Work required: Render every line of the records below as a JSON list of strings, one string per line, skipping any blank lines. Omit the pictures from the list.

Dataset excerpt:
_ _ _ _

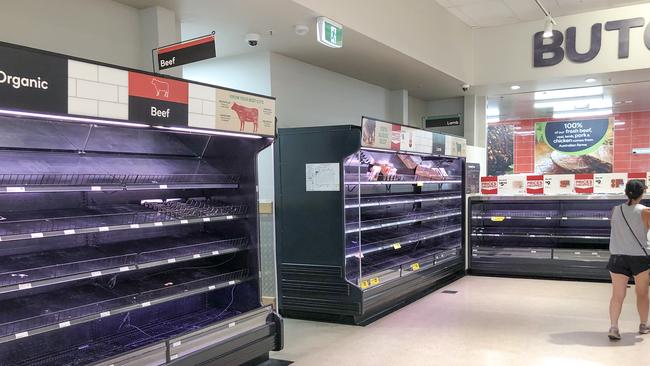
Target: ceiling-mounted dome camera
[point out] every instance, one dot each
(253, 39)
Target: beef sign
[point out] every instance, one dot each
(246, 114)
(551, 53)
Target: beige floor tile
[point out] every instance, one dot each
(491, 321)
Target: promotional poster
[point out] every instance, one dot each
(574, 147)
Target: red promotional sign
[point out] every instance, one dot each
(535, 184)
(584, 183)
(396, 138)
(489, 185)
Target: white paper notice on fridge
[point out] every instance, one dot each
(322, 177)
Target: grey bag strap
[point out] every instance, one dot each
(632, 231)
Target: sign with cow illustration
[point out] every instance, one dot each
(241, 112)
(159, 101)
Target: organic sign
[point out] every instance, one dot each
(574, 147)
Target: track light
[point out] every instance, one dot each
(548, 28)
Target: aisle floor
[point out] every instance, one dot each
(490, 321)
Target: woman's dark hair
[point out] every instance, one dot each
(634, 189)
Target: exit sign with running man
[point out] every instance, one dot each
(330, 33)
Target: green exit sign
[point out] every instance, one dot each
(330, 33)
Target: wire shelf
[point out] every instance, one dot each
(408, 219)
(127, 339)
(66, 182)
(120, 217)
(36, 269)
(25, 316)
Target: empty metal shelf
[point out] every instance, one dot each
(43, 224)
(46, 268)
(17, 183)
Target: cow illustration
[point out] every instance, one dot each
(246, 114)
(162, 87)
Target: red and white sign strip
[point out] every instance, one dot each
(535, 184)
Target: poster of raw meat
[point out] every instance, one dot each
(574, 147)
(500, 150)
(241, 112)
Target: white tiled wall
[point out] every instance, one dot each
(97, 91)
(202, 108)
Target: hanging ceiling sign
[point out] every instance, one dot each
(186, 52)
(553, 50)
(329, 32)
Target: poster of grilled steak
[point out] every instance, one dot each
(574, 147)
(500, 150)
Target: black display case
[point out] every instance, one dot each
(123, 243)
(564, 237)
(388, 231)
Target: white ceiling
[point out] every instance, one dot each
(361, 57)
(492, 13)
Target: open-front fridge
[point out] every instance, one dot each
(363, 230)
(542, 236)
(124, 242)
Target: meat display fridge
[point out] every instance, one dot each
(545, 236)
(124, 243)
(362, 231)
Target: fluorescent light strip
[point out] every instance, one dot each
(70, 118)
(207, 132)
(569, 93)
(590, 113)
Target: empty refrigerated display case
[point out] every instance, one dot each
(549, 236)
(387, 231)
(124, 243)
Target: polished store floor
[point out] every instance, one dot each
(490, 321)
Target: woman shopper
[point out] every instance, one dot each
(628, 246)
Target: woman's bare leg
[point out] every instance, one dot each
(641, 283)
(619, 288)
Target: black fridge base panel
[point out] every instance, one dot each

_ _ _ _

Solution to the exercise:
[
  "Target: ceiling-mounted dome camera",
  "[point out] every instance, one dot each",
  "(253, 39)",
  "Target: beef sign",
  "[point out] every instance, one dot each",
  "(246, 114)",
  "(551, 53)",
  "Target: beige floor tile",
  "[point out] every instance, one dot each",
  "(491, 321)",
  "Target: promotional poster",
  "[point out] every instance, one dot each",
  "(574, 147)",
  "Target: red promotional sign",
  "[point out] every instance, one dot each",
  "(535, 184)",
  "(584, 183)",
  "(396, 138)",
  "(489, 185)",
  "Target: white paper notice on fridge",
  "[point out] every instance, one dot each",
  "(322, 177)",
  "Target: grey bag strap",
  "[point out] every instance, one dot each",
  "(632, 231)",
  "Target: sign with cow illustration",
  "[point out] every instance, one dot each",
  "(241, 112)",
  "(159, 101)",
  "Target: organic sign",
  "[point out] every instance, one dot each",
  "(574, 147)",
  "Target: track light",
  "[point out] every instance, one dot each",
  "(548, 28)",
  "Target: aisle floor",
  "[point out] every instance, one dot each",
  "(490, 321)",
  "Target: woman's dark hair",
  "[point out] every instance, one dot each",
  "(634, 189)",
  "Target: exit sign with running man",
  "[point out] every instance, one dot each",
  "(330, 33)",
  "Target: green exit sign",
  "[point out] every instance, one dot each",
  "(330, 33)",
  "Target: wire shelf",
  "[point out] every instance, one dot each",
  "(408, 219)",
  "(127, 339)",
  "(66, 182)",
  "(120, 217)",
  "(36, 269)",
  "(25, 316)",
  "Target: empty metal shelf",
  "[point out] every instance, one dot each",
  "(43, 224)",
  "(46, 268)",
  "(17, 183)",
  "Target: cow illustration",
  "[point out] every instance, one dot each",
  "(246, 114)",
  "(162, 87)",
  "Target: red and white sign strip",
  "[point out] every instance, one dot each",
  "(535, 184)",
  "Target: poster of raw meat",
  "[point out] every instance, one dot each",
  "(574, 147)",
  "(500, 150)",
  "(241, 112)",
  "Target: white tiled wall",
  "[point out] every instance, one dot each",
  "(97, 91)",
  "(202, 108)",
  "Target: hanging ceiling sign",
  "[point out] every instance, one dot each",
  "(186, 52)",
  "(553, 50)",
  "(329, 32)",
  "Target: poster of grilled steak",
  "[point out] every instance, one dot each",
  "(574, 147)",
  "(500, 150)",
  "Target: black display case",
  "[point out] every instance, one dot each",
  "(123, 243)",
  "(564, 237)",
  "(388, 231)",
  "Target: white ceiling",
  "[point out] every instance, one dot each",
  "(361, 57)",
  "(492, 13)",
  "Target: open-front fridge",
  "[point out] every instance, one dot each",
  "(363, 230)",
  "(542, 236)",
  "(124, 242)",
  "Target: meat display fridge",
  "[point out] every instance, one dot each",
  "(545, 236)",
  "(124, 243)",
  "(362, 231)",
  "Target: fluorescent light strip",
  "[point out] every instance, one dot each",
  "(70, 118)",
  "(207, 132)",
  "(569, 93)",
  "(590, 113)",
  "Target: empty refrigerated display case",
  "[point out] every instance, one dot each",
  "(549, 236)",
  "(387, 231)",
  "(124, 243)",
  "Target: polished store floor",
  "[point out] every instance, one dot each",
  "(490, 321)",
  "Target: woman shopper",
  "[point out] every instance, one dot each",
  "(628, 246)",
  "Target: woman's bare leg",
  "[point out] every instance, one dot each",
  "(641, 283)",
  "(619, 288)",
  "Target: black fridge base panel",
  "[point out] every instance, one dot each"
]